◆ DOCUMENT SECTION
◆ ◆ ◆

RIGHT TO FILE A CIVIL ACTION (T0993)
This decision affirms the agency's final decision in part, but it also
requires the agency to continue its administrative processing of a
portion of your complaint. You have the right to file a civil action
in an appropriate United States District Court on both that portion of
your complaint which the Commission has affirmed AND that portion of the
complaint which has been remanded for continued administrative processing.
It is the position of the Commission that you have the right to file
a civil action in an appropriate United States District Court WITHIN
NINETY (90) CALENDAR DAYS from the date that you receive this decision.
You should be aware, however, that courts in some jurisdictions have
interpreted the Civil Rights Act of 1991 in a manner suggesting that
a civil action must be filed WITHIN THIRTY (30) CALENDAR DAYS from the
date that you receive this decision. To ensure that your civil action
is considered timely, you are advised to file it WITHIN THIRTY (30)

◆ ◆ ◆

[Stored data entries]
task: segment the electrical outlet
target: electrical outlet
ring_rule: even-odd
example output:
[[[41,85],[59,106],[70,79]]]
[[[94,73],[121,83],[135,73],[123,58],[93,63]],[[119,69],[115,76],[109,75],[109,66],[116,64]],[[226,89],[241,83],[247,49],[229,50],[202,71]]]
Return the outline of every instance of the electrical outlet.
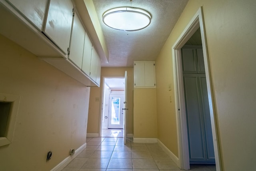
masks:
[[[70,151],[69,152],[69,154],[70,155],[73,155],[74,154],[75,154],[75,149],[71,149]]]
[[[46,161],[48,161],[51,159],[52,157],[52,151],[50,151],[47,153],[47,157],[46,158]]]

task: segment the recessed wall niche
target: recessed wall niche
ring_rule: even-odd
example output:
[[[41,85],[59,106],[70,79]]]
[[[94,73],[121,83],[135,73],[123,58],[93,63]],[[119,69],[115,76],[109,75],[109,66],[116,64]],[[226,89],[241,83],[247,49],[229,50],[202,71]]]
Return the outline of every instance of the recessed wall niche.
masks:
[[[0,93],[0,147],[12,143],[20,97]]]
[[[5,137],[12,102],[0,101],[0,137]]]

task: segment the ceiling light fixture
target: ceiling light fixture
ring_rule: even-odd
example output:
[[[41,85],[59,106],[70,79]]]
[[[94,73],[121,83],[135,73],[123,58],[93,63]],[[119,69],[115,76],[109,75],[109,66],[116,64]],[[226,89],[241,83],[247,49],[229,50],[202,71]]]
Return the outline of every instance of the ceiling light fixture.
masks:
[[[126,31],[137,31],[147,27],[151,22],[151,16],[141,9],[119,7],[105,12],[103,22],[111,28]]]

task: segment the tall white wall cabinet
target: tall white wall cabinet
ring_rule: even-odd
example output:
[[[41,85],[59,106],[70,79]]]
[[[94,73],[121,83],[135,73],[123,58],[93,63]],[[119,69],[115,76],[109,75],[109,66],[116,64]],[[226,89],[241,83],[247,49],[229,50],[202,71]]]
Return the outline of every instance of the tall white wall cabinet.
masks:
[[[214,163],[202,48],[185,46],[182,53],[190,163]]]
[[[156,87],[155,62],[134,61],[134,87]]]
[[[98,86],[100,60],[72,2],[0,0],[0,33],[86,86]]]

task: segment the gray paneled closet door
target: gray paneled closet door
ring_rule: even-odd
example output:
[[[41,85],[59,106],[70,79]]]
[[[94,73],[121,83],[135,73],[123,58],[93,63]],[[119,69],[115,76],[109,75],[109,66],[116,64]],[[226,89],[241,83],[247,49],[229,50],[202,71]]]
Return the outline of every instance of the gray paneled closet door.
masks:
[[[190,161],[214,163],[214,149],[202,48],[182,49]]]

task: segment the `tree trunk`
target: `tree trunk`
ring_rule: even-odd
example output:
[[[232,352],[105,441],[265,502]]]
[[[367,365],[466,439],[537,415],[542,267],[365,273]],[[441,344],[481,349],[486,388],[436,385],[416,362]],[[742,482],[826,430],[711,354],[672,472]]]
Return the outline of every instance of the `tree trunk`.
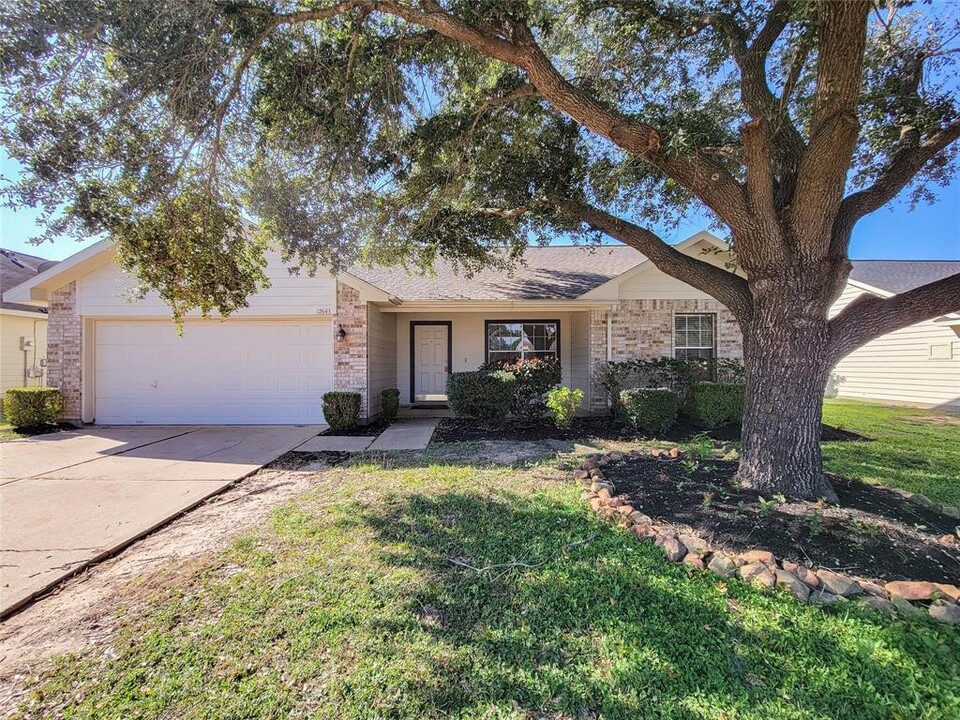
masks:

◆ ◆ ◆

◆ WHAT THIS EXERCISE ASKS
1) Based on the civil action notice, do these statements agree with it? (a) The decision affirms the agency's final decision in full. (b) A civil action may be filed on the portion of the complaint that was remanded. (c) The Commission's position is that the filing period runs ninety calendar days from receipt of the decision. Answer yes or no for each, quoting the deciding words.
2) Proceed with the civil action notice, picking up right after its final words.
The stored data entries are separate material, unrelated to the civil action notice.

◆ ANSWERS GIVEN
1)
(a) No: "This decision affirms the agency's final decision in part"
(b) Yes: "AND that portion of the complaint which has been remanded for continued administrative processing"
(c) Yes: "WITHIN NINETY (90) CALENDAR DAYS from the date that you receive this decision"

2)
CALENDAR DAYS from the date that you receive this decision or to consult
an attorney concerning the applicable time period in the jurisdiction
in which your action would be filed. In the alternative, you may file a
civil action AFTER ONE HUNDRED AND EIGHTY (180) CALENDAR DAYS of the date
you filed your complaint with the agency, or filed your appeal with the
Commission. If you file a civil action, YOU MUST NAME AS THE DEFENDANT
IN THE COMPLAINT THE PERSON WHO IS THE OFFICIAL AGENCY HEAD OR DEPARTMENT
HEAD, IDENTIFYING THAT PERSON BY HIS OR HER FULL NAME AND OFFICIAL TITLE.
Failure to do so may result in the dismissal of your case in court.
"Agency" or "department" means the national organization, and not the
local office, facility or department in which you work. If you file
a request to reconsider and also file a civil action, filing a civil
action will terminate the administrative processing of your complaint.
RIGHT TO REQUEST COUNSEL (Z1092)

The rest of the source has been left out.